* DIRECTIONS
Copy the stretch of the blog post below from "Wednesday, December 19, 2007" through "not into him." word for word.

* PASSAGE
# # #
Wednesday, December 19, 2007

In Which I Grow Tired of the Wingman

We sat around the table and traded "I was drinking at a party and hooked up with this boy...and here's the silly story" and the only one I had to tell was how I lost a good friend because he was later embarrassed to have been seen as going with the unattractive girl. And I'm still that girl. We were out tonight at a great place, and an adorable Australian man introduces himself to us to get to my friend. And I realized I'm the unattractive friend again. And I get over it by being sarcastic, funny, stupid, and trying to get her to take his card (thinking maybe something good can come out of it, at least a nice date for a friend who needs a nice time). And I realize I'm being too over the top, embarrassing her, and pointlessly encouraging a nice man to get his feelings hurt because she's not into him.

So yeah, that's me. Not-quite-right. Never quite right. Often the least attractive girl at the bar. Always the girl the wingman takes. Not sometimes, all the time.

I know how you look is important, but I thought that at some point, it'd be less important.

Saturday, November 17, 2007

Sunday, November 4, 2007

They never built a life.
# # #
* SUPPLIED INFORMATION
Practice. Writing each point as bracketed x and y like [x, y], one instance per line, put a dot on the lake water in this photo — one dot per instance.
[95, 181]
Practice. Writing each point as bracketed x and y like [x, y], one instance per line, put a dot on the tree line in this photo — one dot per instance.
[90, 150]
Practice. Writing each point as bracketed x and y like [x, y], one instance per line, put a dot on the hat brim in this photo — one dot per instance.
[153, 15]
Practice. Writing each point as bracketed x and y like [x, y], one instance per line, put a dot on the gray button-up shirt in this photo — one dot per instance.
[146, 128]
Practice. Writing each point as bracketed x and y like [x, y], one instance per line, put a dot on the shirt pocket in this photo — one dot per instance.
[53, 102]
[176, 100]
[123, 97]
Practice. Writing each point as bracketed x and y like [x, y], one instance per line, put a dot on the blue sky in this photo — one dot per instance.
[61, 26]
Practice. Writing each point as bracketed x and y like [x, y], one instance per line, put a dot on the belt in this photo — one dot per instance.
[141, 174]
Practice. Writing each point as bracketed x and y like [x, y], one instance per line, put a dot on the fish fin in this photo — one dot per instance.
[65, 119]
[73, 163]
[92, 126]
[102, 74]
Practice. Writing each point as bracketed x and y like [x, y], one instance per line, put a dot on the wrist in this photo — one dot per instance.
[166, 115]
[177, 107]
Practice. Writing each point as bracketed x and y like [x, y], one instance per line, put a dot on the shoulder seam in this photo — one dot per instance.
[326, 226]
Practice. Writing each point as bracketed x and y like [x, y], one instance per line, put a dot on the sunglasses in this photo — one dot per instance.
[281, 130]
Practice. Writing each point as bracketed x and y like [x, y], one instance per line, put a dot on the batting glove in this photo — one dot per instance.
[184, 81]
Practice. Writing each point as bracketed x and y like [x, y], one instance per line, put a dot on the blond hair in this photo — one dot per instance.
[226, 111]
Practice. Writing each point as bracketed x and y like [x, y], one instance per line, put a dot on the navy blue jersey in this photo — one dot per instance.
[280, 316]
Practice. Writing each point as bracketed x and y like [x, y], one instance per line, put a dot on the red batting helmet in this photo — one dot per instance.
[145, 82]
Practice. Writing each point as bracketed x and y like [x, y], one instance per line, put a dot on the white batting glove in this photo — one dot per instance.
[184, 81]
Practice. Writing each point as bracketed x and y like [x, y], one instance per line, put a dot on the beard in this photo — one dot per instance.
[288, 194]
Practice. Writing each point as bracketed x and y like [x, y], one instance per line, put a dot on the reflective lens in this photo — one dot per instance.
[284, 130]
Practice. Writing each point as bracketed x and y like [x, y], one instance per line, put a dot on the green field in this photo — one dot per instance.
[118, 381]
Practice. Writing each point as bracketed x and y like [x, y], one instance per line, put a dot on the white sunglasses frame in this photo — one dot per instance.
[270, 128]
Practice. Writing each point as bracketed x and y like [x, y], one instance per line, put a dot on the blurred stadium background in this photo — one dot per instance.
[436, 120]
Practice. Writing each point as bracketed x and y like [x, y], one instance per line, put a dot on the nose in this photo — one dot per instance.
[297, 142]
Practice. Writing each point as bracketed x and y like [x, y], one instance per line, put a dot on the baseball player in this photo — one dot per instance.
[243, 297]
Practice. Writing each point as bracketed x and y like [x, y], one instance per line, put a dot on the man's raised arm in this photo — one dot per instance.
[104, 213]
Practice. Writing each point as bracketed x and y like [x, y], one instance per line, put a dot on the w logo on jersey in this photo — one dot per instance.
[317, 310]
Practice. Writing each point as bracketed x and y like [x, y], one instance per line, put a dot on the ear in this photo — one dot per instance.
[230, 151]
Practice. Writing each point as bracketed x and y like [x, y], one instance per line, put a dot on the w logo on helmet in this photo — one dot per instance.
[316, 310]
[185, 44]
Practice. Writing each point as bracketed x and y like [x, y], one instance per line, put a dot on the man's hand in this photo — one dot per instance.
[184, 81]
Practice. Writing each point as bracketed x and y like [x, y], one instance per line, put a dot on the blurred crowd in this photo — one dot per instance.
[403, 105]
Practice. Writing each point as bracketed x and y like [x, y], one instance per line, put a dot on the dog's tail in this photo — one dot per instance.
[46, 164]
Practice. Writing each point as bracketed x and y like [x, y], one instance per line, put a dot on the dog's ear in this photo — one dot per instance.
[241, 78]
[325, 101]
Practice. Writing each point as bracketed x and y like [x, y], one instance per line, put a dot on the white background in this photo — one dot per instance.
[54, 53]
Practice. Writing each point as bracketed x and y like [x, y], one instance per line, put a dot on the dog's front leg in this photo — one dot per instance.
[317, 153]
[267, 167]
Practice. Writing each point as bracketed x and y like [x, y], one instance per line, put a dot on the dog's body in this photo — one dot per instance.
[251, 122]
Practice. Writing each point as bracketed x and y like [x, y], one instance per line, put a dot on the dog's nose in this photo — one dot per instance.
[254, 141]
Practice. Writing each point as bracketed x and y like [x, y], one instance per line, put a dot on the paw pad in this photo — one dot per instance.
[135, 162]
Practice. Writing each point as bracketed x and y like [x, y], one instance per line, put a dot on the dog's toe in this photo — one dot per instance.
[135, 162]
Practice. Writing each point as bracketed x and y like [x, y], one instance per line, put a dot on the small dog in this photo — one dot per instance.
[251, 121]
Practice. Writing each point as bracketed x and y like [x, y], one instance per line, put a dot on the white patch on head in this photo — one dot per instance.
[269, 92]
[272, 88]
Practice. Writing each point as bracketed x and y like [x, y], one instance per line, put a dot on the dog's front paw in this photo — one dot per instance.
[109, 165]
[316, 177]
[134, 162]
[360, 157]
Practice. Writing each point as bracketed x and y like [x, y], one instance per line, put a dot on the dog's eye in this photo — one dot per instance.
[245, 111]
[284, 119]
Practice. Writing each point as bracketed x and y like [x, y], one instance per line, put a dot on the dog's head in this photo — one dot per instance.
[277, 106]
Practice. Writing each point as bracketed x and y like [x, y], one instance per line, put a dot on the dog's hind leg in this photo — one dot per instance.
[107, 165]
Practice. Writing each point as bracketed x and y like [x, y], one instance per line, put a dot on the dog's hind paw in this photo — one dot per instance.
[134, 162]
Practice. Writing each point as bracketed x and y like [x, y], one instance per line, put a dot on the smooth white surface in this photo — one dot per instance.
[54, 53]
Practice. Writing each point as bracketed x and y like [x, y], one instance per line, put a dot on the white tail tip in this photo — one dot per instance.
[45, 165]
# # #
* FINISHED EXERCISE
Wednesday, December 19, 2007

In Which I Grow Tired of the Wingman

We sat around the table and traded "I was drinking at a party and hooked up with this boy...and here's the silly story" and the only one I had to tell was how I lost a good friend because he was later embarrassed to have been seen as going with the unattractive girl. And I'm still that girl. We were out tonight at a great place, and an adorable Australian man introduces himself to us to get to my friend. And I realized I'm the unattractive friend again. And I get over it by being sarcastic, funny, stupid, and trying to get her to take his card (thinking maybe something good can come out of it, at least a nice date for a friend who needs a nice time). And I realize I'm being too over the top, embarrassing her, and pointlessly encouraging a nice man to get his feelings hurt because she's not into him.